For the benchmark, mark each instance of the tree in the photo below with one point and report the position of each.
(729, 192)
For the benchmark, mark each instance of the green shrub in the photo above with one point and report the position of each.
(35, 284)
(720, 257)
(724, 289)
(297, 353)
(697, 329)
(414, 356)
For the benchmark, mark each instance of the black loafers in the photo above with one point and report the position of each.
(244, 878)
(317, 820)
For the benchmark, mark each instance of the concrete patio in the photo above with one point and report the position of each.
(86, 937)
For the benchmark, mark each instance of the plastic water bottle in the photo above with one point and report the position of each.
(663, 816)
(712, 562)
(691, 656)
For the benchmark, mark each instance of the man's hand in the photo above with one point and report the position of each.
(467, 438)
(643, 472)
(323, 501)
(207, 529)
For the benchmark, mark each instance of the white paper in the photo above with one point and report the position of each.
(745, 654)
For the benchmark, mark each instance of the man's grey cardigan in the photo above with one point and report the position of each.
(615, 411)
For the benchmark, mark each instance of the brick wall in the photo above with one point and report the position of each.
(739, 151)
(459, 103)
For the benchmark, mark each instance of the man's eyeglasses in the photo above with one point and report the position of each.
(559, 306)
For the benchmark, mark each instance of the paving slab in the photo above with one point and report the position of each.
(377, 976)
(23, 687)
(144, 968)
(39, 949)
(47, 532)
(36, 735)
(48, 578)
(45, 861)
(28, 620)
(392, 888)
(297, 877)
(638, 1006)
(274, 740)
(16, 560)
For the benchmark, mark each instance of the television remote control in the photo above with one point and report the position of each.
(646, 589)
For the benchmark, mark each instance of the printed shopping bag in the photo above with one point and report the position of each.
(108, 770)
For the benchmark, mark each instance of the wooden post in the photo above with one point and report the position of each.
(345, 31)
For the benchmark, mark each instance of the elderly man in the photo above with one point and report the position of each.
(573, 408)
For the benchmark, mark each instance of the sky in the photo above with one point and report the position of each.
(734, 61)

**Brief:**
Write every line of the material above again, exactly.

**In response:**
For the benchmark, mark each instance of the tree in the photo below with one point and report the position of each.
(729, 192)
For the benchmark, mark each instance of the green shrub in the photo above with one point and report the position of each.
(35, 284)
(720, 257)
(724, 289)
(297, 353)
(697, 329)
(414, 356)
For the benchmark, mark each instance of the black loafers in the photo above with one point and report the position of each.
(244, 878)
(317, 820)
For the benchmark, mark each instance of the concrete patio in the photo above with one point and report the position of each.
(86, 937)
For the benchmark, mark each instance of the plastic water bottle in the photo above with one point and report the position of each.
(663, 816)
(712, 562)
(691, 656)
For the benchmark, mark each instance of the man's hand in the photo above with one point and report the position of each.
(467, 438)
(643, 472)
(323, 501)
(207, 529)
For the benchmark, mark each instance of the white paper in the photo above with one point and report the position of each.
(745, 654)
For the benchmark, mark each instance of the man's grey cardigan in the photo above with one point and report the position of each.
(615, 411)
For the benchmark, mark each instance of the brick wall in the photo above with one point and report the position of each.
(739, 151)
(459, 103)
For the benchmark, mark each instance of the man's eyeglasses in the photo above with one point and report the position of each.
(559, 306)
For the benchmark, mark each instance of the paving slab in the photo above with one point and report the position of each.
(377, 976)
(23, 687)
(144, 968)
(39, 949)
(47, 532)
(36, 735)
(48, 578)
(45, 861)
(28, 620)
(392, 888)
(297, 877)
(638, 1006)
(274, 740)
(16, 560)
For the benchmark, mark each instance of the television remote control in the photo above with one point and report the position of each.
(646, 589)
For the benchmark, mark each instance of the printed shopping bag in the photo above with one point and report the position of each.
(108, 770)
For the benchmark, mark each instance of the wooden post in the photo above with one point and report the position of each.
(345, 31)
For the benchmark, mark each instance of the elderly man in the photo above with one point and report the position of each.
(573, 408)
For the benchmark, mark each instance of the sky in the photo above with one point and report the position of each.
(734, 61)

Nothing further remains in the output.